### Task details
Could you retype all of the entries below word for word?

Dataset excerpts
Content starts

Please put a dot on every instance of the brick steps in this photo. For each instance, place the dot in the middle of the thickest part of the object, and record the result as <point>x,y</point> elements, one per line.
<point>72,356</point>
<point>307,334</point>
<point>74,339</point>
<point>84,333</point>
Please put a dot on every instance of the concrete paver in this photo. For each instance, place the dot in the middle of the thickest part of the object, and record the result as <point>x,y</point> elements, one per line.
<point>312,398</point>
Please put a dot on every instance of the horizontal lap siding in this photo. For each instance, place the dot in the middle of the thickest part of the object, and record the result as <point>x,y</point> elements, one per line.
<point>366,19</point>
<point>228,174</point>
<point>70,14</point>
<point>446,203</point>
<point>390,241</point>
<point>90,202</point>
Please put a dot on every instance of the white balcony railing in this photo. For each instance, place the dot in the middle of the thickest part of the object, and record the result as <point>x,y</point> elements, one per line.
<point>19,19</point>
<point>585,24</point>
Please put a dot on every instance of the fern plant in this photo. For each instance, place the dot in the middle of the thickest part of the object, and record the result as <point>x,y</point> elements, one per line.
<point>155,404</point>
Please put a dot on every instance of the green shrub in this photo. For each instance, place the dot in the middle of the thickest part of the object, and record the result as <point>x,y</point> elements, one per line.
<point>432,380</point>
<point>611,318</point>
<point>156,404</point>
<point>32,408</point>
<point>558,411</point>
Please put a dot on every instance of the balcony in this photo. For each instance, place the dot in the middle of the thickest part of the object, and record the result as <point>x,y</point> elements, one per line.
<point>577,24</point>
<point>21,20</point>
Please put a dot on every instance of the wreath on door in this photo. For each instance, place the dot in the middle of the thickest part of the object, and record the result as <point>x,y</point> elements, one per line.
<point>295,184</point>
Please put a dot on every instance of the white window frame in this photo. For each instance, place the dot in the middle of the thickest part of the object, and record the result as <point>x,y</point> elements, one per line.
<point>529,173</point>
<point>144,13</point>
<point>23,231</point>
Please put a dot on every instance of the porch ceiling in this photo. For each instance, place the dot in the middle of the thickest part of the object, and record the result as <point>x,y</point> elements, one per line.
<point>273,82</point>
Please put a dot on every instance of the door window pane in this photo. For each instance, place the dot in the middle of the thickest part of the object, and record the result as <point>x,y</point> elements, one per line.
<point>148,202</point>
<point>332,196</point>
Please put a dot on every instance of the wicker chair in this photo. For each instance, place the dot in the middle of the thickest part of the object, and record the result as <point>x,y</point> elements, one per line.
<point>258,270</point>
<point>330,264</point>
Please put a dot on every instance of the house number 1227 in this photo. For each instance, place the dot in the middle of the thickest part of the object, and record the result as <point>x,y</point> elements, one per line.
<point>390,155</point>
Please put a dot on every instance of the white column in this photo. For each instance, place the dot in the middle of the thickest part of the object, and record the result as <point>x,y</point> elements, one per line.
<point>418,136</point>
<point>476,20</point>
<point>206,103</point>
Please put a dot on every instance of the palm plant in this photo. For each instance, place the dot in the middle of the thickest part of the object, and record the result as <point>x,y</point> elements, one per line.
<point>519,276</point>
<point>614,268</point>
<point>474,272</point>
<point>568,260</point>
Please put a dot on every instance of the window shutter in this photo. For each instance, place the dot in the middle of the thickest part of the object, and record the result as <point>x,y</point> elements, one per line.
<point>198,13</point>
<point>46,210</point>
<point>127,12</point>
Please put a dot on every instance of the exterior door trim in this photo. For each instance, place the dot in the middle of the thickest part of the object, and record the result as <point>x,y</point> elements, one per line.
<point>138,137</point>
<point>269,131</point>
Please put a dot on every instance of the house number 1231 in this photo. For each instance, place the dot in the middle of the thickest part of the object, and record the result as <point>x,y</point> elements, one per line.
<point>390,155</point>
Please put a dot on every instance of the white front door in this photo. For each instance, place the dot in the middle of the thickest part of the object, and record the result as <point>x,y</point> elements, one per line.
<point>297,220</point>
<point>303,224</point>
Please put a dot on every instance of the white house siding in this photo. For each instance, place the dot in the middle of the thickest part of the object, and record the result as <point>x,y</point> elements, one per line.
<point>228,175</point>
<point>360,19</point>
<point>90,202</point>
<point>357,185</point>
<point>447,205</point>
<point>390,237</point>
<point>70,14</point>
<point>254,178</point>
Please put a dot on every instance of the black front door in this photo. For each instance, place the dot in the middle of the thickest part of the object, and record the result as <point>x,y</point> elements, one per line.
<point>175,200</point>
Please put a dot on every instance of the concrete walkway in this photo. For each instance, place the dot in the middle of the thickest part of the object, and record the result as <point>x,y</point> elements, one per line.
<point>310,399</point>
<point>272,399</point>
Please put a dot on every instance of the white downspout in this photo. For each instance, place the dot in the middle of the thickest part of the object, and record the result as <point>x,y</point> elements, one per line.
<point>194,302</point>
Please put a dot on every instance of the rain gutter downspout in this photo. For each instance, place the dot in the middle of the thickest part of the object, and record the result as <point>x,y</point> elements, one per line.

Content ends

### Output for this exercise
Please put a dot on every instance of the brick steps in this photo. For each instance, place the dot in the middle of the thickest part of the object, and record the result as <point>x,y</point> elements, one per line.
<point>72,356</point>
<point>307,334</point>
<point>74,339</point>
<point>84,333</point>
Please put a dot on every instance of the concrete paver in this photo. For each instance, place the dot in the middle of the thickest part of the object, and record the result as <point>x,y</point> elements, one per line.
<point>312,398</point>
Please put a dot on every instance of the horizontal lap siding in this photo. For each instance, place the dot in the middle of the thickest part of the object, and record the result as <point>x,y</point> elements, one per line.
<point>366,19</point>
<point>228,174</point>
<point>70,14</point>
<point>446,203</point>
<point>390,241</point>
<point>90,202</point>
Please put a dot on every instance of the white balcony railing in this photo. For each instance, place the dot in the middle of the thickest part of the object, and record the result as <point>x,y</point> elements, one per line.
<point>19,19</point>
<point>585,24</point>
Please put a dot on every instance of the fern plant in this photo. For each instance, place the dot in the middle of the thickest part of the object, and record the result as <point>x,y</point> elements, one per line.
<point>155,404</point>
Please put a dot on every instance of the green shrub in this photo. For each instance, place the dot in the middle of the thickest part of the object, and record the result as <point>x,y</point> elements, one per line.
<point>432,380</point>
<point>611,318</point>
<point>156,404</point>
<point>32,408</point>
<point>558,411</point>
Please put a dot on every instance of the balcony in this photo. For each instance, place the dot in the middle of the thickest part of the object, and record the result as <point>x,y</point> elements, one per line.
<point>577,24</point>
<point>21,20</point>
Please put a dot on every instance of the wreath on door in this photo. For each instance, place the dot in the middle of the thickest part of the object, and record the result as <point>x,y</point> elements, one per line.
<point>295,184</point>
Please put a dot on every instance of the white window frame in this photo. For each instance, place the dot in the middle of the thickest part of the object, and record the result as <point>x,y</point> elements, one per line.
<point>529,173</point>
<point>144,13</point>
<point>23,231</point>
Please put a dot on every instance of the porch ceiling in this photo. For each instance, place the dot in the middle of the thickest part of the object, and record the result as <point>x,y</point> elements, one per line.
<point>273,82</point>
Please put a dot on every instance of the door window pane in this photo. For each instance, place the dot in the middle of the thickest part of the object, and record the result as <point>x,y</point> elements, one per line.
<point>148,202</point>
<point>332,196</point>
Please put a dot on every instance of the wicker chair in this photo. For each instance, place the dot in the middle of the thickest part of the object, and record the result as <point>x,y</point> elements, one per line.
<point>258,270</point>
<point>330,264</point>
Please put a dot on every instance of the house number 1227 in this photo. For each instance, place the dot in the middle of the thickest part of the object, and record the result as <point>x,y</point> elements, one per line.
<point>390,155</point>
Please put a dot on every instance of the white column in this photo. For each instance, place the dot in the middle of the thickest part of the object, and record the result as <point>x,y</point> elements, one per line.
<point>418,136</point>
<point>476,20</point>
<point>206,103</point>
Please put a dot on every instance of the palm plant in this photo. For each instance, place the dot in the middle of the thickest part of the object, and record the result as <point>x,y</point> elements, one per line.
<point>519,276</point>
<point>614,268</point>
<point>474,272</point>
<point>568,260</point>
Please put a dot on every instance of the window shutter in this photo. For each instance, place the dot in the middle of the thickest part of the object, and record the result as <point>x,y</point> elements, one per line.
<point>198,13</point>
<point>46,210</point>
<point>127,12</point>
Please put a dot on every instance of the exterior door trim in this photo. For each instance, place the dot in the middle of the thickest part of the object, and record the result as <point>x,y</point> elements, one per line.
<point>138,137</point>
<point>269,131</point>
Please put a dot on every instance of the house number 1231 in this photo. For each instance, place the dot in the middle of the thickest part of the object, and record the result as <point>x,y</point> elements, one per line.
<point>390,155</point>
Please put a dot on every instance of the white front door in this photo. For each instance, place the dot in the middle of the thickest part of the object, and record the result as <point>x,y</point> elements, one per line.
<point>297,220</point>
<point>303,224</point>
Please put a dot on every instance of the white house siding in this photo. For each instance, place the dot in the middle of the thickest part of the object, and record the result as <point>x,y</point> elements, one per line.
<point>228,175</point>
<point>360,19</point>
<point>90,202</point>
<point>357,185</point>
<point>447,205</point>
<point>390,237</point>
<point>70,14</point>
<point>254,178</point>
Please put a dot on every instance of the black front door in this photo. For each instance, place the dot in the middle of the thickest part of the object, and record the result as <point>x,y</point> elements, one per line.
<point>175,200</point>
Please put a dot on every instance of the concrete walkway in this photo. For each instance, place the dot in the middle of the thickest part of the object, and record the result as <point>x,y</point> elements, one per line.
<point>310,399</point>
<point>272,399</point>
Please put a dot on every instance of the white downspout in this photo. For each instance, place the dot in the middle of the thickest part of the object, and record the result as <point>x,y</point> elements, one per line.
<point>194,302</point>
Please put a dot on every instance of the rain gutter downspout in this photo. For each instance, place the dot in the middle of the thickest part of the object, and record the result as <point>x,y</point> elements, one per line.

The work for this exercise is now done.